**What to produce**
Could you quote all of the data below word for word, leaving the pictures out of your answer?

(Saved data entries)

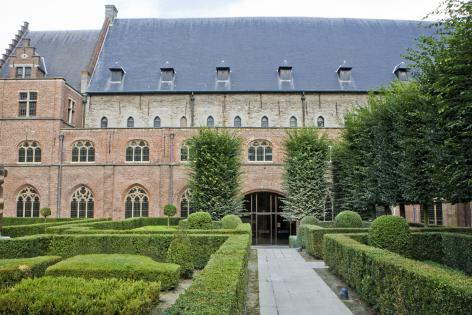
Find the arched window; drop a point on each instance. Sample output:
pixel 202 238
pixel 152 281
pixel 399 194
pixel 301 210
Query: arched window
pixel 183 122
pixel 82 203
pixel 27 203
pixel 130 122
pixel 184 153
pixel 157 122
pixel 137 151
pixel 264 122
pixel 83 151
pixel 136 203
pixel 260 151
pixel 104 122
pixel 320 122
pixel 237 122
pixel 210 122
pixel 185 205
pixel 29 152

**Task answer**
Find the arched window; drop a point on each instance. Sample output:
pixel 202 238
pixel 152 281
pixel 399 194
pixel 301 210
Query: arched window
pixel 183 122
pixel 82 203
pixel 27 203
pixel 130 122
pixel 184 153
pixel 157 122
pixel 137 151
pixel 264 122
pixel 83 151
pixel 136 203
pixel 260 151
pixel 104 122
pixel 320 122
pixel 237 122
pixel 210 122
pixel 185 205
pixel 29 152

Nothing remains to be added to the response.